**Set tasks**
a: According to the seminar report, who coordinated the fifth meeting?
b: Please check each statement against the seminar report, answering yes or no and quoting the words that decide it: (i) the fifth meeting was held on the Webex platform; (ii) the common policy on control of the external EU borders is laid down in art. 78 TFEU; (iii) the fifth meeting was the final meeting of the online seminar.

**Source document**
- - - - -

P.R. “Monitoring of Implementation of International Protection Law by Judicial Organs”

P.R. “Monitoring of Implementation of International Protection Law by Judicial Organs”


Online Seminar “Asylum and Refugee Law: Recent European Developments

5th Meeting: “Monitoring of Implementation of International Protection Law by Judicial Organs

On Thursday 25 May 2023 the Jean Monnet European Center of Excellence of the National and Kapodistrian University of Athens held via the Webex platform the fifth and last meeting of the online seminar “Asylum and Refugee Law: Recent European Developments”. The specific theme treated in this meeting was the “Monitoring of Application of International Protection Law by Judicial Organs”.

The meeting was coordinated by Ms Chrysafo Tsouka, Associate Professor at the Law School of the University of Athens, who first welcomed the speakers and attendees to the session, and then made a short introduction to the above subject.

The first speaker, Ms Maria Kontou – Durande, former Legal Adviser to the European Commission, Brussels, overviewed the CJEU case law in respect of the protection of the external EU borders and access to asylum. Ms Kontou commented that there exists a by default contradiction between the two: the sovereign right of states to control entry and stay of third-country nationals in their territory on the one hand, and access to asylum, which is protected by international conventions and the acquis communautaire, on the other. In order for relevant proposals on the control and management of migratory flows to be properly assessed, one must first fully comprehend the rationale behind the common policies on border checks and asylum and immigration, both emanating from the creation of the AFSJ by the Lisbon Treaty.

The common policy on the control of the external EU borders is laid down in art. 77 TFEU and in Regulation 2016/399/EU, as amended by Regulation 2017/458/EU. Its overarching aim is the protection of all member states -as a consequence of the abolition of checks at the internal borders- by means of fighting irregular migration and human smuggling, and of preventing threats against member states’ internal security and public order.

The common policy on asylum and subsidiary protection is laid down in art. 78 TFEU, and is in accordance with the 1951 Geneva Convention and the Council of Europe Convention on Human Rights. Art. 78 TFEU is the basis of secondary EU legislation (Regulations 2013/604/ΕU Dublin ΙΙΙ, 2013/603/ΕU Eurodac, Directives 2011/95/ΕU, 2013/32/ΕU, 2013/33/ΕU, 2001/55/ΕC), whose goal is the quick examination of asylum demands by only one member state according to the Dublin III criteria and the principle of legitimate expectations, with a view to minimize secondary flows.

The above policies’ common denominator is the observance of the 1951 Geneva Convention and international treaties on human rights. The EU Charter of Fundamental Rights, which makes an integral part of the Treaties, also holds an important role in relation to these policies, with its art. 52.3 providing that, to the extent that the rights recognized in the Charter correspond to rights guaranteed by the Council of Europe Convention on Human Rights, the meaning and scope of those rights shall be the same as those laid down by the said Convention. And this is why the two respective Courts are noticeably harmomised with each other in their interpretation of international protection law.

- - - - -

**Dataset records**
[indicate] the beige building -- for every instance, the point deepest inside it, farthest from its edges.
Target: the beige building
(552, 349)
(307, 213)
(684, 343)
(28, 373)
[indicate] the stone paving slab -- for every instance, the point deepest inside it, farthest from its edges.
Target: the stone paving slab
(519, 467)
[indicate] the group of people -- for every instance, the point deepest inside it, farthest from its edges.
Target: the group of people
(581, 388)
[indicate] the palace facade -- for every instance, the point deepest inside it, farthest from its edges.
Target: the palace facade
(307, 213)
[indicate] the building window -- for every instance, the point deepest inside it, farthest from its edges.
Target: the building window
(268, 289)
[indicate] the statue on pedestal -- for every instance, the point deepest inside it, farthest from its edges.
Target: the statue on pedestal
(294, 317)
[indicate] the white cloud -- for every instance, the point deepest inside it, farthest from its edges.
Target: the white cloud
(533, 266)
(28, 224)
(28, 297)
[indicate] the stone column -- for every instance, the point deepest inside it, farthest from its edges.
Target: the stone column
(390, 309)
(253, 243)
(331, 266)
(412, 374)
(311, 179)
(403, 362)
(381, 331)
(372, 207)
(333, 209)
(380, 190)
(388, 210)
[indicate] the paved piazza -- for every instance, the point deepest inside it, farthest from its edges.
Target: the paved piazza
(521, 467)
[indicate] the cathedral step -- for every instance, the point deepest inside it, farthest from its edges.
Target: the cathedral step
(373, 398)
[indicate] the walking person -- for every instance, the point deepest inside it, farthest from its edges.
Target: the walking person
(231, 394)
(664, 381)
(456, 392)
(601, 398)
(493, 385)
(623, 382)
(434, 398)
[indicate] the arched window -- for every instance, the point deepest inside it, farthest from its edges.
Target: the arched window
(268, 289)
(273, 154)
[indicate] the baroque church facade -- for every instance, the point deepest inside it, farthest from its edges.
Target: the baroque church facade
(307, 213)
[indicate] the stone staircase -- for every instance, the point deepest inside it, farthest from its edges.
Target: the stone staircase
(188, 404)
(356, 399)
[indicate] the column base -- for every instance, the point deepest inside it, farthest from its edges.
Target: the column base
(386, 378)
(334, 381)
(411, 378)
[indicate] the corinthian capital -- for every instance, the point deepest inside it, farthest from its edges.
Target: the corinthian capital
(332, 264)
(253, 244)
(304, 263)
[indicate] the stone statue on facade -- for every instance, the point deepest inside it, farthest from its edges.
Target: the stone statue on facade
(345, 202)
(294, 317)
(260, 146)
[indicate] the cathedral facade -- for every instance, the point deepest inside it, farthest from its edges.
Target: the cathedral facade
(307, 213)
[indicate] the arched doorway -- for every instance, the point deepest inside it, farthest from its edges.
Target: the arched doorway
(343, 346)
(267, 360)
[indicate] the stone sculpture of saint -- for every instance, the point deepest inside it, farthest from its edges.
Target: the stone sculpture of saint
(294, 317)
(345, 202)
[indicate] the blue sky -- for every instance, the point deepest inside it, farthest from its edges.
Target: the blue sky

- - - - -

**Answers per task**
a: Ms Chrysafo Tsouka, Associate Professor at the Law School of the University of Athens.

b:
(i) Yes: "held via the Webex platform the fifth and last meeting"
(ii) No: "The common policy on the control of the external EU borders is laid down in art. 77 TFEU"
(iii) Yes: "the fifth and last meeting of the online seminar"